_Article:_
★ ★ ★ ★ ★ ★ ★

OpenMP uses a fork-join model. In this model, the main thread creates (forks) many threads to do work together. After all the threads finish their job, the main thread waits for them before moving on (joins). This model helps make parallel programming clear and easy. Understanding this basic idea is important for knowing how OpenMP programs work.
Refer to following diagram for fork-join model visualization.
Core Concept
An OpenMP program starts with one main thread that runs step by step. When it sees a special command (#pragma omp parallel), the main thread creates a team of new threads. Each thread executes the parallel region code independently. After all the work is done, the threads wait for each other at an invisible barrier to make sure everyone finishes. Then they join back together, and only the main thread continues with the rest of the program.
Key Points
- Master Thread: Thread 0, always present throughout program execution
- Fork: Creating additional threads at parallel region entry
- Thread Team: Group of threads (including master) executing parallel work
- Join: All threads synchronize and terminate except master
- Implicit Barrier: Automatic synchronization at parallel region exit
- Nested Regions: Programs alternate between serial and parallel execution
Visual Aid: The accompanying diagram.svg illustrates the fork-join lifecycle with timeline visualization
Code Example
Scenario: Program demonstrating multiple fork-join cycles with sequential sections
OpenMP Implementation:
// Reference: examples/fork_join_demo.c
#include <stdio.h>
#include <omp.h>
int main() {
printf("=== Serial region (Master only) ===\n");
printf("Thread %d executing\n\n", omp_get_thread_num());
// First parallel region (Fork)
#pragma omp parallel
{
printf("[Region 1] Thread %d working\n", omp_get_thread_num());
}
// Implicit barrier and join happens here
printf("\n=== Serial region (Master only) ===\n");
printf("Thread %d back to serial\n\n", omp_get_thread_num());
// Second parallel region (Fork again)
#pragma omp parallel num_threads(2)

★ ★ ★ ★ ★ ★ ★

_Dataset extract:_
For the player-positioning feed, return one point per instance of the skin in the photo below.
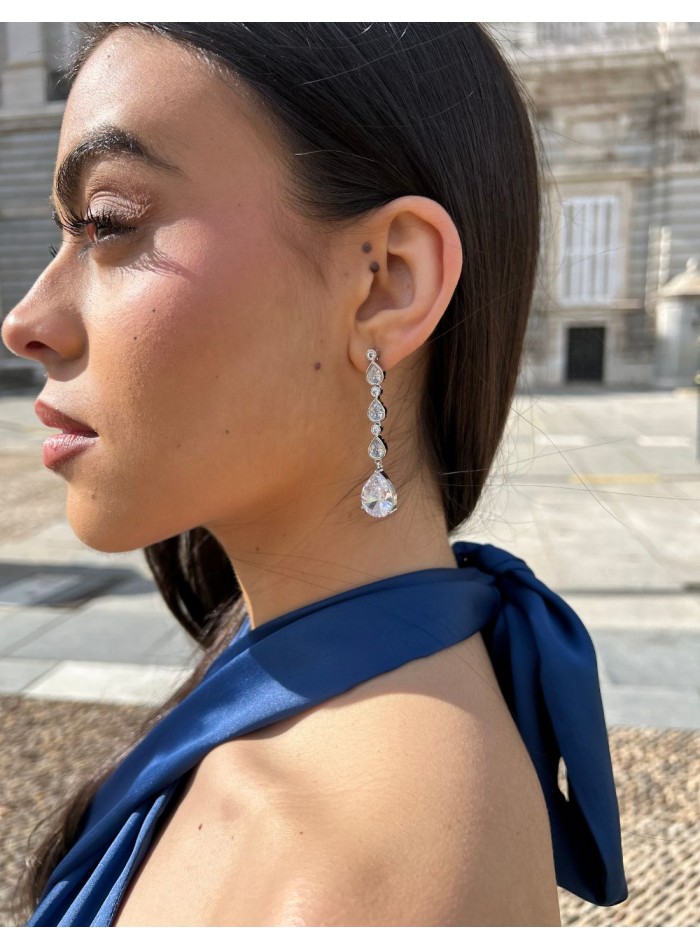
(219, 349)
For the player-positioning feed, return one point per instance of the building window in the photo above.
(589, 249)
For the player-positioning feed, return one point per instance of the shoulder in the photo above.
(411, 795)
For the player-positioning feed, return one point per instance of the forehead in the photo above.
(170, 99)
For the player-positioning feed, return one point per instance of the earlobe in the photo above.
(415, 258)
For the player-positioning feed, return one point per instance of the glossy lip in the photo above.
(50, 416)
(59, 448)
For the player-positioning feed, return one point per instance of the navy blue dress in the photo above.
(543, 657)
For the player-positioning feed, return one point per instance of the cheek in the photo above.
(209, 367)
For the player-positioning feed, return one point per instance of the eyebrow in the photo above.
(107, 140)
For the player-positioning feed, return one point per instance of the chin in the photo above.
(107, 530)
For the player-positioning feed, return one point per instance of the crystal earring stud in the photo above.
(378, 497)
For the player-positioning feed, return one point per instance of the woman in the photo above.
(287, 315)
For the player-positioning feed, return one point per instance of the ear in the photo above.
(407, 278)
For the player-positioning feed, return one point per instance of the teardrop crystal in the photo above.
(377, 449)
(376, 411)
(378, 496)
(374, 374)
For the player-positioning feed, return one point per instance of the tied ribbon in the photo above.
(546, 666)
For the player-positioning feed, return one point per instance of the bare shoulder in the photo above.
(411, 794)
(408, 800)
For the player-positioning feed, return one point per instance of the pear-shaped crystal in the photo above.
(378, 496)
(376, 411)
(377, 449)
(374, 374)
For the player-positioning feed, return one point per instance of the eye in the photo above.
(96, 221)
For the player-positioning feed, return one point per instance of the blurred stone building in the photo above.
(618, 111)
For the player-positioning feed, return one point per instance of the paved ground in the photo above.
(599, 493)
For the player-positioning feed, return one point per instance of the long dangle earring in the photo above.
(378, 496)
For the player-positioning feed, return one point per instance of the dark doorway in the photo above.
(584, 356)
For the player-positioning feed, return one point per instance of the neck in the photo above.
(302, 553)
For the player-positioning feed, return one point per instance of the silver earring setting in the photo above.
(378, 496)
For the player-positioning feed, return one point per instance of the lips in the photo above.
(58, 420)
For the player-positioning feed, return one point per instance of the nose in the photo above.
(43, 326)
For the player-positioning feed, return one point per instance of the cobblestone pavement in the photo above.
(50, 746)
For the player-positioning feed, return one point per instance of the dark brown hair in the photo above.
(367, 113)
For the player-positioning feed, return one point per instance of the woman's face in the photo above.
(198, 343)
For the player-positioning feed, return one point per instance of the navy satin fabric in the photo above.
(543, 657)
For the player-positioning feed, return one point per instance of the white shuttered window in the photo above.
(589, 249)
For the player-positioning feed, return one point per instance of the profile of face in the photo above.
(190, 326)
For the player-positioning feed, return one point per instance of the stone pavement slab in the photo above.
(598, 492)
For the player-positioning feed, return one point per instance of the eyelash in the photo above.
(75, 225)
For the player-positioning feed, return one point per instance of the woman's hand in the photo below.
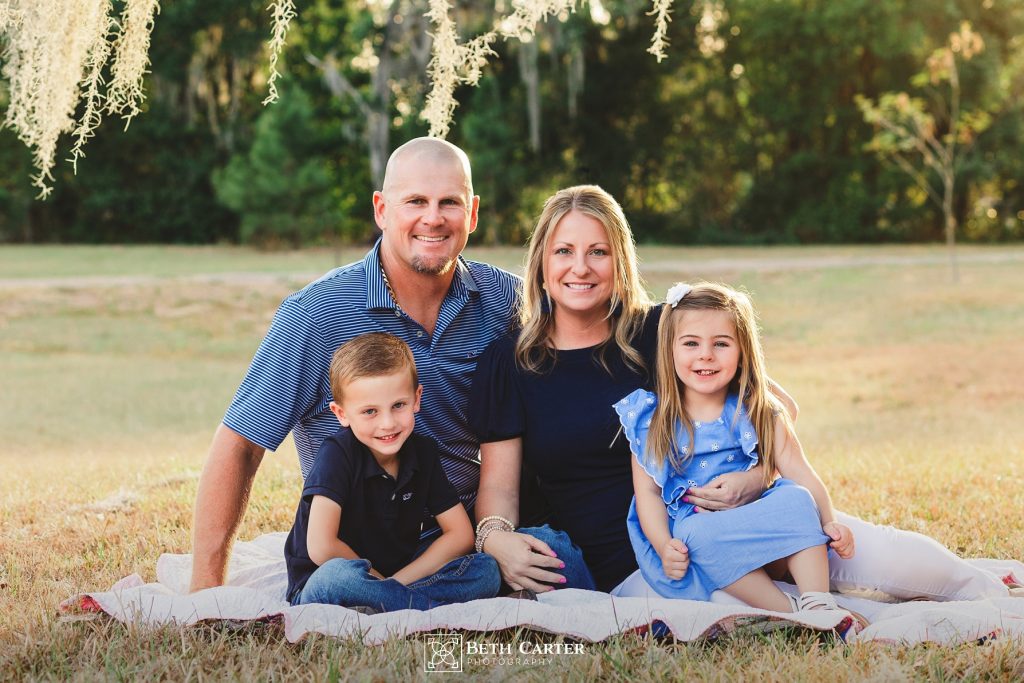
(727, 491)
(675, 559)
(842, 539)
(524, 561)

★ ★ ★ ★ ★ ★ ★

_Request:_ Quote the text above on OpenMP's fork-join model in full, without changing a word.

_In response:_
OpenMP uses a fork-join model. In this model, the main thread creates (forks) many threads to do work together. After all the threads finish their job, the main thread waits for them before moving on (joins). This model helps make parallel programming clear and easy. Understanding this basic idea is important for knowing how OpenMP programs work.
Refer to following diagram for fork-join model visualization.
Core Concept
An OpenMP program starts with one main thread that runs step by step. When it sees a special command (#pragma omp parallel), the main thread creates a team of new threads. Each thread executes the parallel region code independently. After all the work is done, the threads wait for each other at an invisible barrier to make sure everyone finishes. Then they join back together, and only the main thread continues with the rest of the program.
Key Points
- Master Thread: Thread 0, always present throughout program execution
- Fork: Creating additional threads at parallel region entry
- Thread Team: Group of threads (including master) executing parallel work
- Join: All threads synchronize and terminate except master
- Implicit Barrier: Automatic synchronization at parallel region exit
- Nested Regions: Programs alternate between serial and parallel execution
Visual Aid: The accompanying diagram.svg illustrates the fork-join lifecycle with timeline visualization
Code Example
Scenario: Program demonstrating multiple fork-join cycles with sequential sections
OpenMP Implementation:
// Reference: examples/fork_join_demo.c
#include <stdio.h>
#include <omp.h>
int main() {
printf("=== Serial region (Master only) ===\n");
printf("Thread %d executing\n\n", omp_get_thread_num());
// First parallel region (Fork)
#pragma omp parallel
{
printf("[Region 1] Thread %d working\n", omp_get_thread_num());
}
// Implicit barrier and join happens here
printf("\n=== Serial region (Master only) ===\n");
printf("Thread %d back to serial\n\n", omp_get_thread_num());
// Second parallel region (Fork again)
#pragma omp parallel num_threads(2)